Exercise requirements — Each entry must be given again exactly as it appears, with images excluded.

═══ Data for processing ═══

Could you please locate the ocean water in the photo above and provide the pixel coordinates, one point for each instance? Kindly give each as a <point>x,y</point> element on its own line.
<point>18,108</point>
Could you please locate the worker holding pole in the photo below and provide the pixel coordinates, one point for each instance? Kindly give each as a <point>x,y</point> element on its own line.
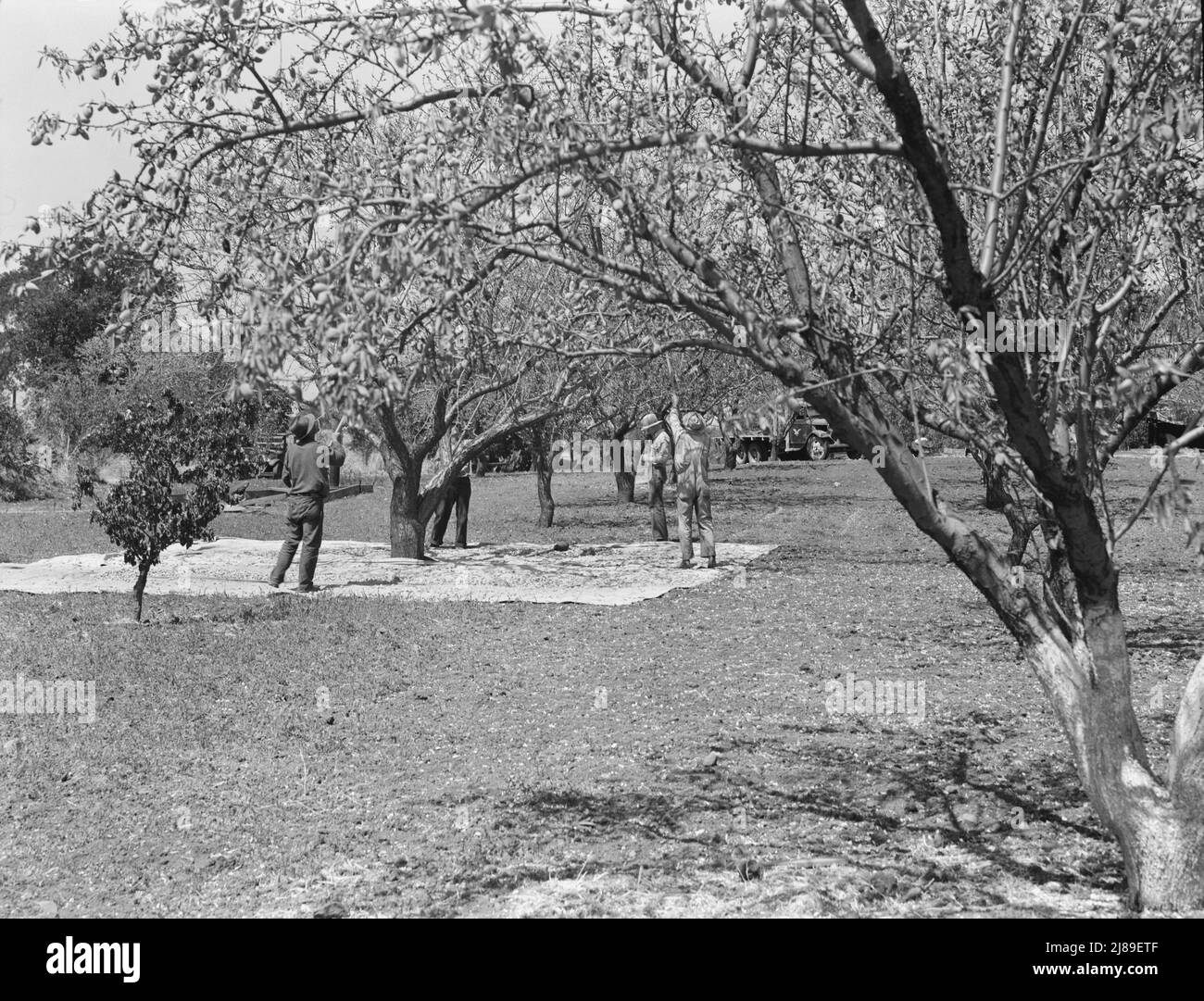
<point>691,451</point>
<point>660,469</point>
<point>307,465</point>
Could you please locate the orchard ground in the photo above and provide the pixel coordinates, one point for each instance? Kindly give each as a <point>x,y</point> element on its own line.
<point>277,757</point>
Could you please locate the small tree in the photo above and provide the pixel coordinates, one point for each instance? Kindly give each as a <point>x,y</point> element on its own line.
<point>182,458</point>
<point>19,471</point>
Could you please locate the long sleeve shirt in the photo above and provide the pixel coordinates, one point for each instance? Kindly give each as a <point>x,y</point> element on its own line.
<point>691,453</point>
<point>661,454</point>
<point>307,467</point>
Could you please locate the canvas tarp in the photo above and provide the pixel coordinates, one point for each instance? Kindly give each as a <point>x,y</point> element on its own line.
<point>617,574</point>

═══

Answer section —
Could you please locate the ocean water in the photo above and provide the pixel coordinates, one point for each instance? Kindly give each as a <point>x,y</point> element on its own line.
<point>18,108</point>
Could you please locate the worker holding pole in the photo below and provide the pixel coordinates, one point for each instance? Kindly give each as a <point>x,y</point> element on its own line.
<point>691,451</point>
<point>660,469</point>
<point>307,465</point>
Could you please locate the orchard ground in the photo above and provide the pixel coordinates, one point for each instance? Kindly give each as a <point>x,y</point> element on its own line.
<point>277,757</point>
Could you please locate the small tree in the photo above and provide the pixel coordinates, one point for each instance? Kindly give each as a <point>x,y</point> element on its own line.
<point>182,458</point>
<point>19,471</point>
Could you please locate the long sleeve shirt in the photo above and provide the pixel coordinates, one point for each instance? Kindly give each as a <point>x,y</point> element on its own line.
<point>691,453</point>
<point>661,454</point>
<point>307,467</point>
Could you please locate the canvas tarp in the photo above and provide the pixel coordinates, one point for each instance? Kindly give each as a <point>x,y</point> element on its own line.
<point>617,574</point>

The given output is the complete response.